───── RECORD SET ─────
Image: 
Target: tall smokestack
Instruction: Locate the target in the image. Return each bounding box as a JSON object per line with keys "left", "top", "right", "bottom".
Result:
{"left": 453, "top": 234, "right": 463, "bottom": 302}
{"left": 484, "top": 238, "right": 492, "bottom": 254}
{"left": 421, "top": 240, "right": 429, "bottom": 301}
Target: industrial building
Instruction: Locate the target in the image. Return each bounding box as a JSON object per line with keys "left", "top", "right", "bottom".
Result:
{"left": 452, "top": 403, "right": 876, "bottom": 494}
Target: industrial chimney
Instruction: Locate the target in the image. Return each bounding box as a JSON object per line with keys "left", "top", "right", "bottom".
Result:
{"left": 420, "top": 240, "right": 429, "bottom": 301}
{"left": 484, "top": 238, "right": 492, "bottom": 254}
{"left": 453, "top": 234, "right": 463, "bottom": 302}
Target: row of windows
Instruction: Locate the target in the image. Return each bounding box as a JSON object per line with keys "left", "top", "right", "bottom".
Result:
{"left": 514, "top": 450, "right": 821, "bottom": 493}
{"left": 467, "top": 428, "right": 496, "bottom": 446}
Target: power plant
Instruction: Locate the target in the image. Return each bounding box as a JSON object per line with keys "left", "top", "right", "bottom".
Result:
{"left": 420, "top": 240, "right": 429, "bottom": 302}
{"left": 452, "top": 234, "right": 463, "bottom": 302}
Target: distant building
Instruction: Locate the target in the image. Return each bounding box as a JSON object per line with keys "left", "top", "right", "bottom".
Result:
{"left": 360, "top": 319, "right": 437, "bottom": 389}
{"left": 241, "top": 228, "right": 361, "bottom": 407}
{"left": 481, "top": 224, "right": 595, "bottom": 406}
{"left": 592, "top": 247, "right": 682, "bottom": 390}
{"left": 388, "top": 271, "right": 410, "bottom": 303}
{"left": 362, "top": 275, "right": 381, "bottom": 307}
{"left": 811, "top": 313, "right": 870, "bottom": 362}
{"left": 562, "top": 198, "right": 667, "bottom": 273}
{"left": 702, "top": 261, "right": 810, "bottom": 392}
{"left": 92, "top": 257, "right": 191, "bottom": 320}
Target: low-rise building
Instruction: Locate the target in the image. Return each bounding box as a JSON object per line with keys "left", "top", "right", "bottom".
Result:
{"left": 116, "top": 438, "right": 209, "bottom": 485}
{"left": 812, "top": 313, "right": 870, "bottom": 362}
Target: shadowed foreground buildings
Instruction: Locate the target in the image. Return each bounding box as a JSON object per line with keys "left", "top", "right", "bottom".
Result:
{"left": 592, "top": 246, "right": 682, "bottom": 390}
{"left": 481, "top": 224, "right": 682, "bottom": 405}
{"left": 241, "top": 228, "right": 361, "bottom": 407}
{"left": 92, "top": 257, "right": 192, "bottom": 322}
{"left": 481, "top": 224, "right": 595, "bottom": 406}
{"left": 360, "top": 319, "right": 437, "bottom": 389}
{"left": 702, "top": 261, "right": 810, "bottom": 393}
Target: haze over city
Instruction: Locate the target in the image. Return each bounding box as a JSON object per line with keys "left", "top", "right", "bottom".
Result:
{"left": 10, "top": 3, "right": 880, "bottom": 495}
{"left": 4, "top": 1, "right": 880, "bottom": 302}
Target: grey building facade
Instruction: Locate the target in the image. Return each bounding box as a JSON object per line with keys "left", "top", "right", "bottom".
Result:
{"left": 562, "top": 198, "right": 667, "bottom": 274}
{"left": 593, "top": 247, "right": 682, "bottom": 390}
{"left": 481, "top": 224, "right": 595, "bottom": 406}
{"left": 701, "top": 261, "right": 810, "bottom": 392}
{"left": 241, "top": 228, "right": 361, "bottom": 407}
─────
_HOW TO COMPLETE THIS TASK_:
Every entry above needs to be quoted exactly.

_OUTPUT OF THE EXERCISE_:
Image: 
Target: tall smokestack
Instruction: Locate the target in the image. Return each bounding box as a JSON object per line with keys "left", "top", "right", "bottom".
Result:
{"left": 453, "top": 234, "right": 463, "bottom": 302}
{"left": 484, "top": 238, "right": 492, "bottom": 254}
{"left": 421, "top": 240, "right": 429, "bottom": 301}
Target: industrial building
Instruction: Locate the target in the image. Return each bounding box as a JSON object per line with keys "left", "top", "right", "bottom".
Result:
{"left": 452, "top": 403, "right": 876, "bottom": 494}
Target: industrial chimney
Instruction: Locate the target in the image. Return each bounding box as a JSON object per line with keys "left", "top", "right", "bottom".
Result:
{"left": 420, "top": 240, "right": 429, "bottom": 301}
{"left": 484, "top": 238, "right": 492, "bottom": 254}
{"left": 453, "top": 234, "right": 463, "bottom": 302}
Target: row of windows
Instruction: Locate the target in the image. Return each bounding box as a JSON object per line with keys "left", "top", "right", "bottom".
Result:
{"left": 514, "top": 450, "right": 821, "bottom": 493}
{"left": 467, "top": 428, "right": 496, "bottom": 446}
Target: power plant
Instruction: Locate the target in the image. Return each bounding box as a JSON object per line with keys "left", "top", "right", "bottom".
Result:
{"left": 420, "top": 240, "right": 429, "bottom": 302}
{"left": 452, "top": 234, "right": 463, "bottom": 302}
Target: distant building
Instruction: Locate the target in the image. Return each bounding box as a JSON object per line with keys "left", "top", "right", "bottom".
Result:
{"left": 360, "top": 319, "right": 437, "bottom": 389}
{"left": 241, "top": 228, "right": 361, "bottom": 407}
{"left": 481, "top": 224, "right": 595, "bottom": 406}
{"left": 592, "top": 247, "right": 682, "bottom": 390}
{"left": 388, "top": 271, "right": 410, "bottom": 303}
{"left": 362, "top": 275, "right": 381, "bottom": 307}
{"left": 811, "top": 313, "right": 870, "bottom": 362}
{"left": 562, "top": 198, "right": 667, "bottom": 273}
{"left": 702, "top": 261, "right": 810, "bottom": 392}
{"left": 92, "top": 257, "right": 191, "bottom": 320}
Target: low-rise building
Instruction: Locate the target in the image. Return each bounding box as a JSON object per line with keys "left", "top", "right", "bottom".
Result:
{"left": 116, "top": 438, "right": 209, "bottom": 485}
{"left": 812, "top": 313, "right": 870, "bottom": 362}
Target: shadowed foreground buildings
Instruction: Locate the target in the image. Return each bounding box as a JSON object per line with keys "left", "top", "right", "bottom".
Result:
{"left": 592, "top": 246, "right": 682, "bottom": 390}
{"left": 481, "top": 224, "right": 682, "bottom": 405}
{"left": 241, "top": 228, "right": 361, "bottom": 407}
{"left": 92, "top": 257, "right": 192, "bottom": 322}
{"left": 481, "top": 224, "right": 595, "bottom": 406}
{"left": 360, "top": 319, "right": 437, "bottom": 389}
{"left": 702, "top": 261, "right": 810, "bottom": 393}
Target: haze over city
Instruction: Locate the target in the image. Return each bounding box as a JSON object per line with keys "left", "top", "right", "bottom".
Result:
{"left": 10, "top": 3, "right": 880, "bottom": 495}
{"left": 4, "top": 1, "right": 880, "bottom": 302}
Target: grey building facade
Instruction: Locate the target in the image. Return each bounding box as a JSON object per line with keys "left", "top", "right", "bottom".
Result:
{"left": 562, "top": 198, "right": 667, "bottom": 274}
{"left": 593, "top": 247, "right": 682, "bottom": 390}
{"left": 481, "top": 224, "right": 595, "bottom": 406}
{"left": 701, "top": 261, "right": 810, "bottom": 392}
{"left": 241, "top": 228, "right": 361, "bottom": 407}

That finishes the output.